Rechten van verstandelijk gehandicapten


Verklaring van de rechten voor mensen met een verstandelijke beperking.

    1     Mensen met een verstandelijke handicap genieten zo veel als doenlijk dezelfde rechten als andere mensen.

  2      Mensen met een verstandelijke handicap hebben recht op behoorlijke medische verzorging
         en fysieke therapie, en ook op het  onderwijs, de opleiding, de rehabilitatie en de begeleiding, 
         door  middel  waarvan ze instaat worden gesteld hun vaardigheid te ontwikkelen en hun 
         potentiële  mogelijkheden tot ontplooiing te brengen.

  3      Mensen met een verstandelijke handicap  hebben recht op economische zekerheid en op een  behoorlijke levensstandaard. Ze hebben het recht productieve arbeid te verrichten  of zich bezig te houden met ander zinvol werk in de mate die hun vermogen hun toestaan.

§ Gegevensfragmenten
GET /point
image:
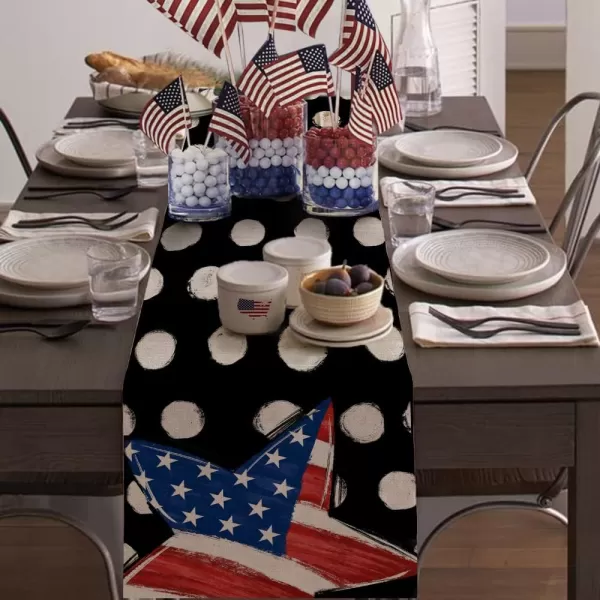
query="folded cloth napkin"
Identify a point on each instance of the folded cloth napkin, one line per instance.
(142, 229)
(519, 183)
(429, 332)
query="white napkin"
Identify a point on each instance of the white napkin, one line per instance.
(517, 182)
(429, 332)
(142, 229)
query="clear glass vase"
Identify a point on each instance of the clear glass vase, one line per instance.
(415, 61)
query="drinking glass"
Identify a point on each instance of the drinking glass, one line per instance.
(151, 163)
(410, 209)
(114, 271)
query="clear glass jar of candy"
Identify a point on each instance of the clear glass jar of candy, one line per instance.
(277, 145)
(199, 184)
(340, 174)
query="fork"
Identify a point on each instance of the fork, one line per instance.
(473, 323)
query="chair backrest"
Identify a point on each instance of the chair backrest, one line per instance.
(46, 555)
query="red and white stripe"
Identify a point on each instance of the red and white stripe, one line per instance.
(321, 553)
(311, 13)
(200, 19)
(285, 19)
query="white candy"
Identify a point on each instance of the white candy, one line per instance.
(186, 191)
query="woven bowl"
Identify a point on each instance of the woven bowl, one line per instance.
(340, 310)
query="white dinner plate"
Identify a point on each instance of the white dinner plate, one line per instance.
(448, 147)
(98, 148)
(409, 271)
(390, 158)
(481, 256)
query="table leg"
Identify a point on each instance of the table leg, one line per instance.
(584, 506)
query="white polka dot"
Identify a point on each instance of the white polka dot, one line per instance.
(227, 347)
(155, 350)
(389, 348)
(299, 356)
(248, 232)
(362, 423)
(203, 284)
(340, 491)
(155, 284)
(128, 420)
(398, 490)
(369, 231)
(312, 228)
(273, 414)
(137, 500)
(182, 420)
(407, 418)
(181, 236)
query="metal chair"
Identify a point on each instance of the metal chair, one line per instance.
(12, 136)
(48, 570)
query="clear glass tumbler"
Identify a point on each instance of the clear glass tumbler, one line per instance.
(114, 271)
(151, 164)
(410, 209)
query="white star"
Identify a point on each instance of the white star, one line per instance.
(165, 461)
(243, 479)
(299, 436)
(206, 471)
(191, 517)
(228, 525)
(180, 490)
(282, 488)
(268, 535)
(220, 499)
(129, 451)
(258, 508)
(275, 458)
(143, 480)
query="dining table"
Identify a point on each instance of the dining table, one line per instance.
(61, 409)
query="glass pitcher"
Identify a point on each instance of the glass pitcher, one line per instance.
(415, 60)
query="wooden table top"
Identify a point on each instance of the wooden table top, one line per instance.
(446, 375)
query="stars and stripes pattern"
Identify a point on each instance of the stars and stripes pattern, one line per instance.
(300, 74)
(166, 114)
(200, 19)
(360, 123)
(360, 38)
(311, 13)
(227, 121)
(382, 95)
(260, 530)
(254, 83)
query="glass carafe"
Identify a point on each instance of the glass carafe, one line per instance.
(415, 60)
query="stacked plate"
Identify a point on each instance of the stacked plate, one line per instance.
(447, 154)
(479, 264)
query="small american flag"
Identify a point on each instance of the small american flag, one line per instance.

§ Opdrachten
1 - Waarom hebben mensen met een verstandelijke handicap volgens de verklaring over hun rechten recht op onderwijs, opleiding, rehabilitatie en begeleiding? Geef het antwoord in één tot drie zinnen.
2 - Schrijf uit de verklaring over de rechten van mensen met een verstandelijke handicap letterlijk over, beginnend bij "1     Mensen met een" en eindigend bij "vermogen hun toestaan.".
3 - Hoe gaat de verklaring over de rechten van mensen met een verstandelijke handicap verder na het laatste artikel? Schrijf het vervolg.

§ Antwoorden per opdracht
1 - Daardoor worden ze in staat gesteld hun vaardigheid te ontwikkelen. Ook kunnen ze zo hun potentiële mogelijkheden tot ontplooiing brengen.

2 -
1     Mensen met een verstandelijke handicap genieten zo veel als doenlijk dezelfde rechten als andere mensen.

  2      Mensen met een verstandelijke handicap hebben recht op behoorlijke medische verzorging
         en fysieke therapie, en ook op het  onderwijs, de opleiding, de rehabilitatie en de begeleiding, 
         door  middel  waarvan ze instaat worden gesteld hun vaardigheid te ontwikkelen en hun 
         potentiële  mogelijkheden tot ontplooiing te brengen.

  3      Mensen met een verstandelijke handicap  hebben recht op economische zekerheid en op een  behoorlijke levensstandaard. Ze hebben het recht productieve arbeid te verrichten  of zich bezig te houden met ander zinvol werk in de mate die hun vermogen hun toestaan.

3 -
  4      Als het mogelijk is, moeten mensen met een verstandelijke handicap met hun andere gezinsleden samenwonen of bij pleegouders, en deelnemen aan verschillende vormen van maatschappelijk leven. Het gezin waarvan ze deel uitmaken, moet bijstand ontvangen. Als de verzorging in een inrichting noodzakelijk is, dan moet dit gebeuren in een omgeving en onder omstandigheden die een normaal leven zo dicht mogelijk benaderen.

  5      Mensen met een verstandelijke handicap hebben recht op bijstand van een bevoegd curator, als dit ter bescherming van hun persoonlijk welzijn en hun persoonlijke belangen noodzakelijk is.

  6      Mensen met een verstandelijke handicap hebben recht op bescherming tegen uitbuiting, misbruik en onterende behandeling. Als mensen met een verstandelijke handicap voor enig delict worden vervolgd, hebben ze recht op een behoorlijke rechtsgang, waarbij ten volle rekening wordt gehouden met de mate van toerekeningsvatbaarheid.

  7      Als mensen met een verstandelijke handicap vanwege de ernst van hun handicap niet in staat zijn al hun rechten op een behoorlijke manier uit te oefenen, of als het  noodzakelijk is enige of al deze rechten te beperken of hun deze te ontzeggen, dan moet de procedure passende wettelijke waarborgen bevatten tegen elke vorm van misbruik. Deze procedure moet zijn gebaseerd op een beoordeling  van de mate van socialisatie van de persoon met een verstandelijke handicap door bevoegde deskundigen; ze moet periodiek worden herzien en vatbaar zijn voor hoger beroep.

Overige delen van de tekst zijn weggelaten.